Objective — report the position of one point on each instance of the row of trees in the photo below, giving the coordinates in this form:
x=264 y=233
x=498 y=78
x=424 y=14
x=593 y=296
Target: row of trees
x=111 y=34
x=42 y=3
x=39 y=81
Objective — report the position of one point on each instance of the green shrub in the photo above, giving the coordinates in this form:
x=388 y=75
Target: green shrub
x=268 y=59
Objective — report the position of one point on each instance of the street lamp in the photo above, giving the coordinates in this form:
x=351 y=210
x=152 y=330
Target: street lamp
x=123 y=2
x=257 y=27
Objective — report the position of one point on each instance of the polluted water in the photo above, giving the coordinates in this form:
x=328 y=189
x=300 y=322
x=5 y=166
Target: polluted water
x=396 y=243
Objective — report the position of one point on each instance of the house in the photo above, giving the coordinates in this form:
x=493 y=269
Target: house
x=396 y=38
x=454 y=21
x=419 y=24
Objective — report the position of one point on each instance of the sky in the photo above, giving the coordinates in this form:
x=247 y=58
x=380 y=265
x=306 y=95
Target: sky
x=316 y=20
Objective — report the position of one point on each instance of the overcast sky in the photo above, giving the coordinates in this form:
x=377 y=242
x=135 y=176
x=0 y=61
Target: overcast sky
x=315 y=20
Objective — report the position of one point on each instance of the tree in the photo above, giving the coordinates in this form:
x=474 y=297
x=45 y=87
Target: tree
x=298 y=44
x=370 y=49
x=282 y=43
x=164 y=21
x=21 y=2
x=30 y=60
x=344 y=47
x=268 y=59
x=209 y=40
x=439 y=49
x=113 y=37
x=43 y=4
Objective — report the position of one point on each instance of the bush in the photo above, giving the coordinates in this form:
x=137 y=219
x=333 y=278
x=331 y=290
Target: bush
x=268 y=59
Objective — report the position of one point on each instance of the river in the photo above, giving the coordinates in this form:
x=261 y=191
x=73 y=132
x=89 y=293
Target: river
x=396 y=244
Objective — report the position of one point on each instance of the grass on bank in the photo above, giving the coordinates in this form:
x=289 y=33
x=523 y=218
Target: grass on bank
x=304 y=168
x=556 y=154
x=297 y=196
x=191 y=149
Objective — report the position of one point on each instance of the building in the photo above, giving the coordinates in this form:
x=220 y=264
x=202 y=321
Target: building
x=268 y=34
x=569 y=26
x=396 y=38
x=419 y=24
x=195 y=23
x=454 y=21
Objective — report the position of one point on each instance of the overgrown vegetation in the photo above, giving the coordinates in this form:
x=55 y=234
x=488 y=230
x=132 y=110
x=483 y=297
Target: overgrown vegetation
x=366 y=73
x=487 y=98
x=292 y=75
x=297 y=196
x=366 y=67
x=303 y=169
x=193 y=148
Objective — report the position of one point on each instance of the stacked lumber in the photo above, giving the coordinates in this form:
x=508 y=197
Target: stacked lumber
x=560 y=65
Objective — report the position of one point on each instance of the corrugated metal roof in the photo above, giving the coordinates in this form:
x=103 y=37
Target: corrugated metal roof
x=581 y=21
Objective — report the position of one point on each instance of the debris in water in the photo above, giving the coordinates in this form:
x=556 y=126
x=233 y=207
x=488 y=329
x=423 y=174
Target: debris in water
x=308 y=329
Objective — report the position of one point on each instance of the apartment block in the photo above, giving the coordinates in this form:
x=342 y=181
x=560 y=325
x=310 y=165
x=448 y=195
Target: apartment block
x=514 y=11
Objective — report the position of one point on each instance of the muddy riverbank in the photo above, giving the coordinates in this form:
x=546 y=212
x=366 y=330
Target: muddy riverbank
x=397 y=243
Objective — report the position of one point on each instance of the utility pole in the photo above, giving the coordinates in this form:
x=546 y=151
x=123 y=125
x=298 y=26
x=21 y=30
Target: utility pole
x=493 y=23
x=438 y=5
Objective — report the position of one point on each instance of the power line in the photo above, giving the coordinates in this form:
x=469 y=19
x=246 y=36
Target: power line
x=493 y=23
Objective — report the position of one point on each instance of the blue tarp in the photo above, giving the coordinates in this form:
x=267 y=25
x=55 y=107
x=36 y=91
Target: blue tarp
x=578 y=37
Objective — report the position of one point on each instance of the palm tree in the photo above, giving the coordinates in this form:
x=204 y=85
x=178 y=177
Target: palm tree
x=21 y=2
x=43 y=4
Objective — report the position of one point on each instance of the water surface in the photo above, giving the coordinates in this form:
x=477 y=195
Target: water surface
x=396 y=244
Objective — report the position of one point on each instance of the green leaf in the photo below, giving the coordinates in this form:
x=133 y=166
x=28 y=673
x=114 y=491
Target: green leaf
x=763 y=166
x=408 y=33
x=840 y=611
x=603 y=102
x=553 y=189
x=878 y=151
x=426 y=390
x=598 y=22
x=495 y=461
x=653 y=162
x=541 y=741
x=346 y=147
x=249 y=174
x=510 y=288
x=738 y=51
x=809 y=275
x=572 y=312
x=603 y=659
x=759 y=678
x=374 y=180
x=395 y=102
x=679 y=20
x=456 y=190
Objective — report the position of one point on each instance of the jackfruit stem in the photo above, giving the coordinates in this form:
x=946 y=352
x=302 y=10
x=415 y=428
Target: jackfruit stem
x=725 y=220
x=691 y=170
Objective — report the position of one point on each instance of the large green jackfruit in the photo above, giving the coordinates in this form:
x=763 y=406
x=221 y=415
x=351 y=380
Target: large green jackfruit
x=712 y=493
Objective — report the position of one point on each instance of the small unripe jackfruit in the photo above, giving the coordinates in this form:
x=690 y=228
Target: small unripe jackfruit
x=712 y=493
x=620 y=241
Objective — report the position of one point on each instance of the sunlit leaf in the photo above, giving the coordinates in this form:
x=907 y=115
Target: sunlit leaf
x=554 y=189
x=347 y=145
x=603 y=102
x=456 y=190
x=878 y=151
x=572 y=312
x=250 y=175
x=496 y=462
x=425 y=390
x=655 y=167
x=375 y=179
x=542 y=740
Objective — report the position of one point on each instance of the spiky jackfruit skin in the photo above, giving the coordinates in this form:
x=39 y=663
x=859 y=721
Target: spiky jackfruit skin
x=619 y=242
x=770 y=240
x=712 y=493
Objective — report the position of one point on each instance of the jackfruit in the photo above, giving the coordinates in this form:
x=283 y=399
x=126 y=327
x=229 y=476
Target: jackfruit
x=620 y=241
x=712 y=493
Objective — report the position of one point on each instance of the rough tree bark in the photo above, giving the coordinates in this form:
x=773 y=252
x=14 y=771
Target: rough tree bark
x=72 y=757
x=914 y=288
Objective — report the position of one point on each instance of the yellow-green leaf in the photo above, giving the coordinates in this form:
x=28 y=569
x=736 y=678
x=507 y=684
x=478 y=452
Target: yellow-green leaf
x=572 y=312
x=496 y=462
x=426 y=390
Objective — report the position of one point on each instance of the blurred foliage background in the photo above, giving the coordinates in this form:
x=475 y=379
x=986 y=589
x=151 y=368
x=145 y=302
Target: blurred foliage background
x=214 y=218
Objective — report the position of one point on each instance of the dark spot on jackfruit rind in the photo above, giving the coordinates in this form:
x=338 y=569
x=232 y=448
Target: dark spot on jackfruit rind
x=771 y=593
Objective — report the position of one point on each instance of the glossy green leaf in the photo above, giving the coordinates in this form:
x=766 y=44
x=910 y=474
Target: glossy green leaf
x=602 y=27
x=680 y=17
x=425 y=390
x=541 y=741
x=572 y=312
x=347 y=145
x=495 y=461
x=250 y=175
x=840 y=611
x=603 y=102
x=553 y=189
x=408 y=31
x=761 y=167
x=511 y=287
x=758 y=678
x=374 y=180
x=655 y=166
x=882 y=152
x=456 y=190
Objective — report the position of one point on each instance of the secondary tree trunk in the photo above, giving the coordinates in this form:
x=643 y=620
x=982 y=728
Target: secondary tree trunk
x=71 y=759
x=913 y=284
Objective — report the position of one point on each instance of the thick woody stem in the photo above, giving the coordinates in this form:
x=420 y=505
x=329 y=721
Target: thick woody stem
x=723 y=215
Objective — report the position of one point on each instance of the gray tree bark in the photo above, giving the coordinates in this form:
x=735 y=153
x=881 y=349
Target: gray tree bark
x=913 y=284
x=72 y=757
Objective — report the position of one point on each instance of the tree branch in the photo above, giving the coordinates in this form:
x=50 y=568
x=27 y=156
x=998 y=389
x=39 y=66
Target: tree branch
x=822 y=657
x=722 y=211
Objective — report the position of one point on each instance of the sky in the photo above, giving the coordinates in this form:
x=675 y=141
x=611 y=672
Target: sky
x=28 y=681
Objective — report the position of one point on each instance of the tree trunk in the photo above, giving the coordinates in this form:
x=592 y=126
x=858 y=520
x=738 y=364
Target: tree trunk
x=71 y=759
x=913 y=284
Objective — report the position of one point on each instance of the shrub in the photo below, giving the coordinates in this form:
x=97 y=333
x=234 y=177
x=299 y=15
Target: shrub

---

Problem statement => Across the listing above, find all lines where the word "below" is present and copy them.

Written answer =>
Objective — report the position of one point on each instance of the row of trees in the photo below, giving the coordinates in this form:
Objective — report the position of one point on each instance of the green leaf in the photo below, giving the coordinates in this form:
Objective — report the position of one point on each instance of the shrub in the photo below, giving the coordinates in this form:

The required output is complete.